Stored data —
►

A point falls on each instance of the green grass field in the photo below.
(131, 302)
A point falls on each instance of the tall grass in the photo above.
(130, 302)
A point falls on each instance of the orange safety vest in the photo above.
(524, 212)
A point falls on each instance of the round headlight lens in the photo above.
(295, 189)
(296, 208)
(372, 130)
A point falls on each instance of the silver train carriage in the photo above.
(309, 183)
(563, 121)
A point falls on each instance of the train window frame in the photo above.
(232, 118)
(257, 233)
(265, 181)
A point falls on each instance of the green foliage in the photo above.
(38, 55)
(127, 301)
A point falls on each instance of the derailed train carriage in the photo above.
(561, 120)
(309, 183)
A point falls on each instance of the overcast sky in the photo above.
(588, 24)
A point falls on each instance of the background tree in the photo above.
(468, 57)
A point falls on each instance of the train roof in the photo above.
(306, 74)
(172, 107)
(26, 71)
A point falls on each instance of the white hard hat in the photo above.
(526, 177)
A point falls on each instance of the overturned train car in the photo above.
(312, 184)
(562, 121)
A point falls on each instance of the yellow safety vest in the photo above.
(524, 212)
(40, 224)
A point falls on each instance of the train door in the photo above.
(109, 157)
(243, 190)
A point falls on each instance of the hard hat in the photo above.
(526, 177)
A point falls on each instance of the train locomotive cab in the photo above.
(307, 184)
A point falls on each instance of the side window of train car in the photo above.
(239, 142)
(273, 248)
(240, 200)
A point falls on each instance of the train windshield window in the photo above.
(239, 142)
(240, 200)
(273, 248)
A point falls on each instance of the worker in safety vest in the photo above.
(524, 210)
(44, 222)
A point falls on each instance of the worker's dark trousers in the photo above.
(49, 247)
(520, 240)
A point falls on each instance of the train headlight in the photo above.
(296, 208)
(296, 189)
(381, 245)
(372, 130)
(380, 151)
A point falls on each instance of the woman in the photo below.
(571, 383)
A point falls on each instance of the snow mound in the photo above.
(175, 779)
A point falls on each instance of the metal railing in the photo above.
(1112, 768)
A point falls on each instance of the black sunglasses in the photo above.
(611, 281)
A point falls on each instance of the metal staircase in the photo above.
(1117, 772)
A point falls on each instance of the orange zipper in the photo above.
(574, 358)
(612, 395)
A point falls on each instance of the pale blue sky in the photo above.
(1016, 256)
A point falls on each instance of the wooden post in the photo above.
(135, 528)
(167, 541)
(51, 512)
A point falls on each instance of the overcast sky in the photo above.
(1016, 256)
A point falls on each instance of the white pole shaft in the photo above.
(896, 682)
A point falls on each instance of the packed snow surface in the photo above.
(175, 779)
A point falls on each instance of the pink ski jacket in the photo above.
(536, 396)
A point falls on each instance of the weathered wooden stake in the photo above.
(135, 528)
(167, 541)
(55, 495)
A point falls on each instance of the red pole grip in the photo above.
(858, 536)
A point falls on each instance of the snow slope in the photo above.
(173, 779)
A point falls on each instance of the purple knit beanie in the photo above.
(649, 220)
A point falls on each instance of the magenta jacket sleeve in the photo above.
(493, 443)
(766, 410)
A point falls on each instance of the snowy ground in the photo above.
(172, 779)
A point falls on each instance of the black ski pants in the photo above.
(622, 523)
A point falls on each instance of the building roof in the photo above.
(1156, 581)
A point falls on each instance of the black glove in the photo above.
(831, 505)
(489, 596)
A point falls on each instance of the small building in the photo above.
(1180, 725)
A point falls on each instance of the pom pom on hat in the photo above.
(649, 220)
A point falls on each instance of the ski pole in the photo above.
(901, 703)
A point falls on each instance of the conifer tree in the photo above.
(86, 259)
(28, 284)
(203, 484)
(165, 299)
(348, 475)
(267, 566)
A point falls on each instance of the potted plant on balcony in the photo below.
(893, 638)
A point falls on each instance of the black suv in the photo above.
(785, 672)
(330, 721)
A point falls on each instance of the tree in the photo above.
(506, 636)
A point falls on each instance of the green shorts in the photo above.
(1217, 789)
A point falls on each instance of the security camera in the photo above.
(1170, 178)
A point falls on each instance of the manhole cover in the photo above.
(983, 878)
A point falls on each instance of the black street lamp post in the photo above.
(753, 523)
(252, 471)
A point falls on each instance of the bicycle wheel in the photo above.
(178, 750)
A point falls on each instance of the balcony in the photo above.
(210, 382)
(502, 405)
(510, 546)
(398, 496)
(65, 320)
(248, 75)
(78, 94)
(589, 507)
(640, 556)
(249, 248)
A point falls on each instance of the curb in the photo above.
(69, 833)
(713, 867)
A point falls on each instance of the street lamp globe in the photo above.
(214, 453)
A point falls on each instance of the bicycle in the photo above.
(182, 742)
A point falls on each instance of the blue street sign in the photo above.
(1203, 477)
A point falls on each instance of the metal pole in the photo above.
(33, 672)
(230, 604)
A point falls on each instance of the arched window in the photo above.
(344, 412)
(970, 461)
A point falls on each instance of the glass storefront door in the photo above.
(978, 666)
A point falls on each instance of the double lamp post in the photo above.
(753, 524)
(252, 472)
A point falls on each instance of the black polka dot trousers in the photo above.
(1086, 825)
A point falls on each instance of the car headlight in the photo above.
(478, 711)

◄

What you will do — Return, word for word, the lines from the one containing "A point falls on each instance of the manhole" through the end of the data above, both ends included, and nothing else.

Solution —
A point falls on each instance of the manhole cover in the photo above.
(983, 878)
A point falls on each instance of the black street lamp post in the photo above.
(753, 523)
(252, 471)
A point falls on each instance of the bicycle wheel in the photo above.
(178, 750)
A point falls on each instance of the balcony in the photo above.
(210, 382)
(502, 405)
(510, 546)
(398, 496)
(65, 320)
(248, 75)
(78, 94)
(589, 507)
(640, 556)
(249, 248)
A point falls on each instance of the curb in the photo above.
(69, 833)
(713, 867)
A point falls on each instance of the street lamp globe in the photo above.
(214, 453)
A point falls on each instance of the bicycle in the photo above.
(182, 742)
A point falls on each instance of the blue street sign in the photo above.
(1203, 477)
A point falls on each instance of the metal pole in the photo above.
(33, 672)
(230, 604)
A point falls on each instance of the arched window in the photo above.
(344, 412)
(970, 461)
A point falls on each instance of the glass storefront door in the photo above.
(978, 666)
A point falls on each instance of the double lamp post in the photo above.
(753, 524)
(252, 472)
A point falls on each instance of the black polka dot trousers in the photo above.
(1086, 825)
A point falls on each instance of the car headlight in the photo above.
(478, 711)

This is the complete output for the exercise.